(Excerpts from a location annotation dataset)
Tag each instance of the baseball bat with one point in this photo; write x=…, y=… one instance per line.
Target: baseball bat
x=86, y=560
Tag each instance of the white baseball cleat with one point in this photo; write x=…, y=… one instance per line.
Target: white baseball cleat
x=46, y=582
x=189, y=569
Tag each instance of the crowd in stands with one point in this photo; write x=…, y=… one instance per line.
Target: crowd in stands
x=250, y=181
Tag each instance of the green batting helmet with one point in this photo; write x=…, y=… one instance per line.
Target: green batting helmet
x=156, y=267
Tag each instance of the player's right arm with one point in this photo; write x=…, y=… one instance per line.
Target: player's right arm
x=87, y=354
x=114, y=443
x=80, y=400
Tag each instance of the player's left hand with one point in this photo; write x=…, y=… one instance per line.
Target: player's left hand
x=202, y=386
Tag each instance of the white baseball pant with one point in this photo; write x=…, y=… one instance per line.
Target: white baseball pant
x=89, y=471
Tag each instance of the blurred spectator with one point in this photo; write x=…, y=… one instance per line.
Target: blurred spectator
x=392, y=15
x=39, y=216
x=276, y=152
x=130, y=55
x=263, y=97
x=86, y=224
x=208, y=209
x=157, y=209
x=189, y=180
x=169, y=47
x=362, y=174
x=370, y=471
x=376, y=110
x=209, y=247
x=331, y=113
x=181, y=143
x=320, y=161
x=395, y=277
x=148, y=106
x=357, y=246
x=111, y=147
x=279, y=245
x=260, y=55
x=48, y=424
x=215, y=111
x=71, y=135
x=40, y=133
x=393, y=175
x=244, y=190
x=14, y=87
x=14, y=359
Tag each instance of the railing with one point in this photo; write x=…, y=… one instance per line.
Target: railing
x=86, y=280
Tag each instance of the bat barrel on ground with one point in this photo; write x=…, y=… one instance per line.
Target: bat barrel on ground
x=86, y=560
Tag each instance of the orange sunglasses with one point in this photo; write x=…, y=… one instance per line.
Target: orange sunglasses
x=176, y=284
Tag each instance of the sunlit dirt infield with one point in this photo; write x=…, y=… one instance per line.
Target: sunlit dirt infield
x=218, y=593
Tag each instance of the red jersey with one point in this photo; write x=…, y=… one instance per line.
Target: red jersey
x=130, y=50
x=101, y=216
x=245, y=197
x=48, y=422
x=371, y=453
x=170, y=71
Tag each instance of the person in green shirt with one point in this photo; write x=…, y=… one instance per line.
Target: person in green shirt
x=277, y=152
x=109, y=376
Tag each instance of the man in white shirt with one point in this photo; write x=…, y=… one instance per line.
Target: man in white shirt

_AIM_. Reproduce the items from the start through the line containing "x=189, y=569", inclusive, with the requests included. Multiply every coordinate in the answers by 2.25 and round to whole numbers, with halves rounded up.

_EXERCISE RESULT_.
Tag each instance of the baseball bat with one point in this photo; write x=…, y=… one instance per line.
Target: baseball bat
x=194, y=1260
Tag each instance of the white baseball cleat with one point in this photo; write x=…, y=… one instance per line.
Target: white baseball cleat
x=104, y=1310
x=425, y=1280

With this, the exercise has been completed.